Records

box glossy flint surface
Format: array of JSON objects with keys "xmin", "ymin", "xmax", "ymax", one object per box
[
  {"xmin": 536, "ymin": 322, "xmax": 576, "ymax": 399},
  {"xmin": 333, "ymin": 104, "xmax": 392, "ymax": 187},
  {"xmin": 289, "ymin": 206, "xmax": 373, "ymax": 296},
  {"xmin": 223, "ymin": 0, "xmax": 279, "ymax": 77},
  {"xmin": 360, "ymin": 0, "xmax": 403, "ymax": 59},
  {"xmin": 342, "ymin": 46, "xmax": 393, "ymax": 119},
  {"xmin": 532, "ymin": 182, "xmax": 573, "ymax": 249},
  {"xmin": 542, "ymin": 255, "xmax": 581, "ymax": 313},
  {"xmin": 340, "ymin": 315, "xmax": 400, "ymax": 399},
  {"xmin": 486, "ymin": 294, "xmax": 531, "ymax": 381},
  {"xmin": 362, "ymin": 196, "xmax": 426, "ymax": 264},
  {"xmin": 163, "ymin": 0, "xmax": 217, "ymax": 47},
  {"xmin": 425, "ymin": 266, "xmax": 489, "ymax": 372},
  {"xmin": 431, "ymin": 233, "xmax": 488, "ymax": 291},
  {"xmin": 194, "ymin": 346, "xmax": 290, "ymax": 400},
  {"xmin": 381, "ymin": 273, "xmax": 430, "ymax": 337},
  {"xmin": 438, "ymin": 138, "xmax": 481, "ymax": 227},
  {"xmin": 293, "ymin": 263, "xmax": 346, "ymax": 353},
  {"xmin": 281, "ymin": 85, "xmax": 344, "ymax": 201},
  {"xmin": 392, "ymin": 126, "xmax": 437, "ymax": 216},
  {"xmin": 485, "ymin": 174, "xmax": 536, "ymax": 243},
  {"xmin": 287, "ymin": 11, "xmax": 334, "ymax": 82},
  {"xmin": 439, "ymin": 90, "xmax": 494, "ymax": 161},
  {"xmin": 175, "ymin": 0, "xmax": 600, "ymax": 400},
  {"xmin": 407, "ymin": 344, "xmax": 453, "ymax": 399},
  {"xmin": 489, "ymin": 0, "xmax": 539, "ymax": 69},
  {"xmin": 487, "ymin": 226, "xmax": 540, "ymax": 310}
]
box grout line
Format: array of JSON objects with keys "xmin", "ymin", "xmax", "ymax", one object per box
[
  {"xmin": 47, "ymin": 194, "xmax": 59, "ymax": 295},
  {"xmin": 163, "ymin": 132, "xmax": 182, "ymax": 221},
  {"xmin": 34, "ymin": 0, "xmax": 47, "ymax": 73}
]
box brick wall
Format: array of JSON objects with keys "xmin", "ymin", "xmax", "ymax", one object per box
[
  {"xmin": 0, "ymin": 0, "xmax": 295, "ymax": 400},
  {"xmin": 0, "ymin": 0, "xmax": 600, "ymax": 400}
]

Requirements
Copy the lines above without changes, starting with the line that contains "box brick wall" and continuing through the last line of the records, inclusive.

Expected answer
box brick wall
Format: array of JSON objects with keys "xmin", "ymin", "xmax", "ymax", one object per box
[
  {"xmin": 0, "ymin": 0, "xmax": 295, "ymax": 400},
  {"xmin": 0, "ymin": 0, "xmax": 600, "ymax": 400}
]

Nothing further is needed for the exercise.